* Extracted records
——
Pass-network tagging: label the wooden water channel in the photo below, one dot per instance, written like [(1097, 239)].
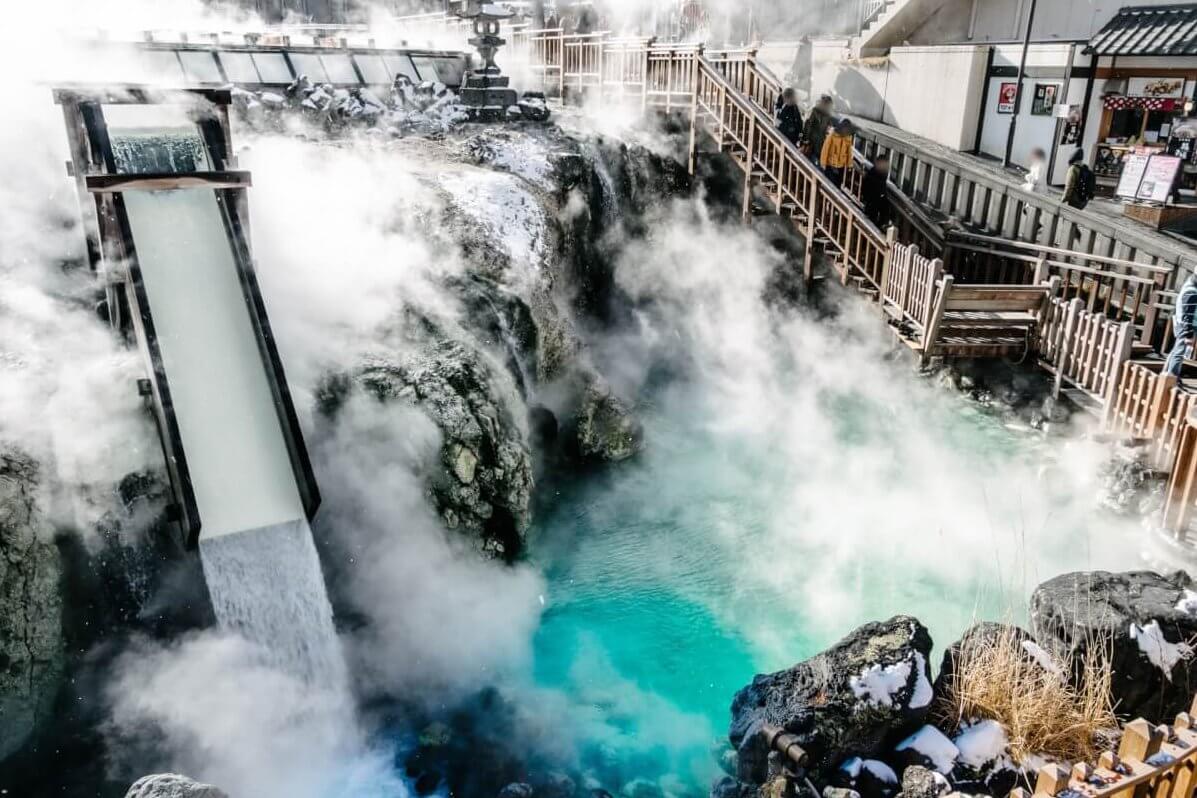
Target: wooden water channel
[(1091, 320)]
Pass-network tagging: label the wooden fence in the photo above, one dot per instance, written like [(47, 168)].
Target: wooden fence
[(1152, 762)]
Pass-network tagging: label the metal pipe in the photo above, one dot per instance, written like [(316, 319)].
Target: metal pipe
[(1018, 91)]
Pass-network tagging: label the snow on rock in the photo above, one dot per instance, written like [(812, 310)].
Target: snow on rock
[(1156, 649), (1040, 656), (982, 743), (1188, 603), (934, 747), (923, 693), (879, 683)]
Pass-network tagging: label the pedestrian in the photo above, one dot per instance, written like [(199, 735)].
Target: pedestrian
[(1081, 184), (1037, 175), (837, 152), (815, 131), (789, 117), (875, 193), (1184, 327)]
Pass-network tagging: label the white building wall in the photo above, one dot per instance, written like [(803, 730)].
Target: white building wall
[(934, 92)]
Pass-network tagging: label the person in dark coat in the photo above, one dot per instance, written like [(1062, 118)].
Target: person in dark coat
[(789, 117), (815, 131), (875, 193)]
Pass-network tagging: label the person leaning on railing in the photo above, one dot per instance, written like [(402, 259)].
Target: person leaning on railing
[(1183, 326), (837, 152)]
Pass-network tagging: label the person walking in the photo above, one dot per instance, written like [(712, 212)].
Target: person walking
[(875, 193), (837, 152), (815, 131), (1184, 327), (789, 116), (1037, 175), (1081, 184)]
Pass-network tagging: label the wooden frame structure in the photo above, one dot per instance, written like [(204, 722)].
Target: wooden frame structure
[(102, 184)]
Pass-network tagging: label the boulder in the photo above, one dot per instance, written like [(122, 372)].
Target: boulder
[(851, 700), (484, 487), (32, 656), (918, 781), (607, 431), (171, 785), (1149, 622)]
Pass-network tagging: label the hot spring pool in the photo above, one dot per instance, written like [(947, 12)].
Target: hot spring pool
[(673, 579)]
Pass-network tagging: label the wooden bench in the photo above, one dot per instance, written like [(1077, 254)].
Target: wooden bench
[(983, 321)]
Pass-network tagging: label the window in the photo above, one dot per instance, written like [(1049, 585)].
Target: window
[(339, 68), (239, 67), (308, 64), (272, 67), (374, 69), (401, 65), (200, 66), (155, 139), (162, 66)]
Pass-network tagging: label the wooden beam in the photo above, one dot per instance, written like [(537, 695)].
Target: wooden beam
[(164, 181)]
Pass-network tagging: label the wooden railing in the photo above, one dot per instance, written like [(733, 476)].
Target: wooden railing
[(1113, 287), (1152, 761)]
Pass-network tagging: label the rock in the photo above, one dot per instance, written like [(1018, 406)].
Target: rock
[(171, 785), (928, 748), (485, 486), (517, 790), (850, 700), (32, 656), (1149, 621), (918, 781), (607, 428)]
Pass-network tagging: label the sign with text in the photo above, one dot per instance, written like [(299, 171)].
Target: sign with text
[(1158, 178), (1161, 87)]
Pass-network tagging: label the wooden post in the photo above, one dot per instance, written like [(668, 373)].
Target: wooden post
[(749, 160), (1065, 346), (931, 330), (886, 263)]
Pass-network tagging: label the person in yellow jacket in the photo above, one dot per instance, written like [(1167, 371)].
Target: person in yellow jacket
[(837, 152)]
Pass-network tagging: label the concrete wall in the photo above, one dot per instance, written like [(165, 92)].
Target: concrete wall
[(934, 92), (1004, 20)]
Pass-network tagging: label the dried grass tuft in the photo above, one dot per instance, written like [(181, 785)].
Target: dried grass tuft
[(1041, 711)]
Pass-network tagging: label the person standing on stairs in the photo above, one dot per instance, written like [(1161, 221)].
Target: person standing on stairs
[(789, 117), (1184, 326), (837, 152), (875, 193), (815, 131)]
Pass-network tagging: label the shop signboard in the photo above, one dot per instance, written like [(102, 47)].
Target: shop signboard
[(1155, 87), (1006, 97), (1134, 168), (1158, 178)]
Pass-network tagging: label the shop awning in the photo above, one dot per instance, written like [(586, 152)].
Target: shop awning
[(1149, 30)]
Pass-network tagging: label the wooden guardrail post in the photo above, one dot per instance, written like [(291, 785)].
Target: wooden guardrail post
[(935, 320), (886, 263)]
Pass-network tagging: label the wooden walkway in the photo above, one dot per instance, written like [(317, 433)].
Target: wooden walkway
[(1094, 322)]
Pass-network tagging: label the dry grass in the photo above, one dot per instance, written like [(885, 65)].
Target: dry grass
[(1041, 712)]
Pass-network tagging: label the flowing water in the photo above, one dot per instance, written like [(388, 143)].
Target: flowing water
[(266, 585)]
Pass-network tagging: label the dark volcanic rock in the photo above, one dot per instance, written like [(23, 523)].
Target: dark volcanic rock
[(32, 655), (485, 482), (1149, 622), (171, 785), (850, 700)]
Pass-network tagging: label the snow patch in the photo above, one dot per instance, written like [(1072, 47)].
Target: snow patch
[(1040, 656), (879, 683), (931, 743), (982, 743), (1188, 603), (923, 693), (1156, 649)]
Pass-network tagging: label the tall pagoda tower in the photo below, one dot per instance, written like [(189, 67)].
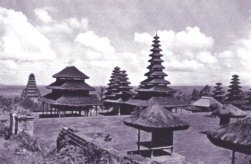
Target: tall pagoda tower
[(70, 93), (218, 92), (154, 89), (31, 91), (113, 85), (118, 91), (234, 91)]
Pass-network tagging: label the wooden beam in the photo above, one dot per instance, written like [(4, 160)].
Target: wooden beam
[(233, 157), (139, 141)]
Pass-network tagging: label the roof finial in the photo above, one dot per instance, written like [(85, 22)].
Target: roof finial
[(156, 33)]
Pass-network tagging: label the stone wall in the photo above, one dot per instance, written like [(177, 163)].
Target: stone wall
[(20, 123), (96, 150)]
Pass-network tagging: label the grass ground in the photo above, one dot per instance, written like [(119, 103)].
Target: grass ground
[(191, 143)]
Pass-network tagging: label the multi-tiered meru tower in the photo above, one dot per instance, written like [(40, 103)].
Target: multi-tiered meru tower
[(154, 89), (70, 94), (31, 91)]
——
* Problem to solve
Reproduce all of the items above verbatim, from first to last. Omit the pictures.

* The reply
Pass-network tagging: label the wooden water channel in the photo below, one dot per instance, written like [(1097, 239)].
Target: wooden water channel
[(1091, 320)]
Pass-network tagging: label the wooden fence in the photo above, one dot per instance, written like [(47, 168)].
Target: wooden fence
[(1152, 762)]
Pass-network tagging: label the metal pipe in the photo above, one dot per instance, written like [(316, 319)].
Target: metal pipe
[(1018, 91)]
Pass-network tagging: label the snow on rock in the photo above, one dot per instance, written like [(812, 310)].
Target: snow on rock
[(1156, 649), (1040, 656), (982, 743), (1188, 603), (934, 747), (923, 693), (879, 683)]
Pass-network tagging: label the pedestrian in the photo above, one dot per instance, written like [(199, 735)].
Target: pedestrian
[(1081, 184), (1037, 175), (837, 152), (815, 131), (789, 117), (875, 193), (1184, 327)]
Pass-network tagging: label the white building wall in the photo above, one dot per instance, written like [(803, 730)].
Target: white building wall
[(934, 92)]
Pass-network tagging: label the person in dark coat in the photo above, one dot per instance, written like [(1062, 118)].
Target: person in dark coat
[(789, 117), (815, 131), (875, 193)]
Pass-network tagging: label the person leaning on railing in the photo above, one dot per instance, written like [(402, 259)].
Target: person leaning on railing
[(1183, 326), (837, 152)]
Pass-network tagging: label the person walking in the photo above, one dot per instance, written like [(712, 212)].
Target: person walking
[(875, 193), (837, 152), (815, 131), (1184, 327), (789, 116), (1037, 175), (1081, 184)]
Pass-network tagging: label the wooden frame structure in the photo above, one dot per instance, written like [(204, 722)].
Target: wooden frame structure
[(102, 184)]
Pass-network tagging: label the boulder in the photo above, one dot per instance, written like [(122, 372)].
Target: boulder
[(851, 700), (484, 487), (32, 656), (918, 781), (607, 431), (171, 785), (1149, 622)]
Pass-network tagging: label the hot spring pool in the photo above, one dot per instance, written like [(947, 12)].
Target: hot spring pool
[(673, 579)]
Pass-network tagging: label the wooden bench in the photo above, one dot per instance, written like [(1077, 254)].
Target: wooden bench
[(983, 321)]
Pass-network tagging: label the window in the photo above, one dot per instance, written like [(1049, 585)].
Target: window
[(339, 68), (239, 67), (308, 64), (272, 67), (374, 69), (401, 65), (200, 66), (155, 139), (162, 66)]
Pass-network tagging: label the wooden beam in the photo above, one dot per instance, written like [(537, 695)].
Target: wooden beam
[(164, 181)]
Pass-network tagging: label the wooden railing in the photo above, one dot per instance, written like [(733, 476)].
Target: wooden railing
[(1113, 287), (1152, 761)]
Pass-network tagging: label the rock in the photo above, one dot per instance, written like [(1018, 406)].
Target: rock
[(171, 785), (928, 748), (485, 486), (517, 790), (850, 700), (32, 656), (1149, 621), (918, 781), (607, 428)]
Pass-network tagging: label the sign with text in the photo above, one dot per instance, written like [(299, 171)].
Target: sign with text
[(1158, 178), (1161, 87)]
Pass-network tagging: label the wooden post in the photo above, one dot per instance, written like [(668, 373)].
Target: wooden post
[(749, 160), (1065, 346), (931, 330), (886, 263)]
Pass-network tagging: label the person in yellow jacket in the photo above, one dot per instance, written like [(1167, 371)].
Target: person in yellow jacket
[(837, 152)]
Pass-network tagging: label the concrete wall in the photo above, one dot per instance, written like [(165, 92)].
Target: concrete wall
[(934, 92), (1004, 20)]
Pass-network tagging: label the dried grass tuft in the photo above, one dot per instance, written like [(181, 785)].
Target: dried grass tuft
[(1041, 711)]
Pass-network tagging: label the person standing on stairs in the photo above, one dot per instance, written like [(1161, 221)].
Target: person standing on stairs
[(789, 117), (1184, 326), (837, 152), (875, 193), (815, 131)]
Pass-network tagging: label the shop signboard in the photo above, one dot per instance, written like [(102, 47)].
Target: shop signboard
[(1155, 87), (1006, 97), (1134, 168), (1158, 178)]
Pass-network tagging: label the shop awning in the photo above, one dot per instance, written like [(586, 152)].
Target: shop awning
[(1149, 30)]
Pass-network tagging: label the wooden guardrail post in the photo above, one dot per instance, written like [(291, 785)].
Target: wooden guardrail post
[(935, 320), (886, 263)]
Pass-network tagging: label the wooden walkway in the photo above, one dot per instance, written like [(317, 433)].
Target: wooden walkway
[(1094, 322)]
Pass-network tagging: label the dry grass in the photo above, one dot per instance, written like [(885, 65)].
Target: dry grass
[(1041, 712)]
Pass-network tagging: label the flowing water in the photo above, one dot per instance, written like [(388, 143)].
Target: flowing water
[(266, 585)]
Pass-network tagging: label the dark volcanic rock in the photo above, one dot per instance, written like [(23, 523)].
Target: dark volcanic rock
[(32, 655), (485, 482), (1149, 622), (171, 785), (850, 700)]
Pass-network tagging: label the snow patch in the photo above, one dot per instance, written like [(1072, 47)].
Target: snow patch
[(1040, 656), (879, 683), (931, 743), (982, 743), (1188, 603), (923, 693), (1156, 649)]
Pass-network tagging: label the tall pagoda tower in the photo below, one dot per instance, written like [(189, 67)].
Target: tall pagoda tower
[(70, 93), (218, 92), (154, 89), (31, 91), (113, 85), (118, 91), (234, 91)]
Pass-network tagging: label the wooden beam in the photo above, one dot per instance, written like [(4, 160)].
Target: wooden beam
[(233, 157), (139, 141)]
Pass-network tagging: label the roof finial in the photo above, one dot per instance, written like [(85, 22)].
Target: roof finial
[(156, 33)]
Pass-network tagging: label the stone wall in the photo above, one dot per instance, written like [(177, 163)].
Target: stone wall
[(20, 123), (96, 150)]
Pass-network tagging: label the grass ground in the photo above, one dot per instance, written like [(119, 103)].
Target: grass ground
[(191, 143)]
Pass-network tagging: label the multi-tiered meru tower in the photo above, one dot per instance, written like [(40, 103)].
Target: multi-tiered meru tower
[(154, 89), (70, 94), (31, 91)]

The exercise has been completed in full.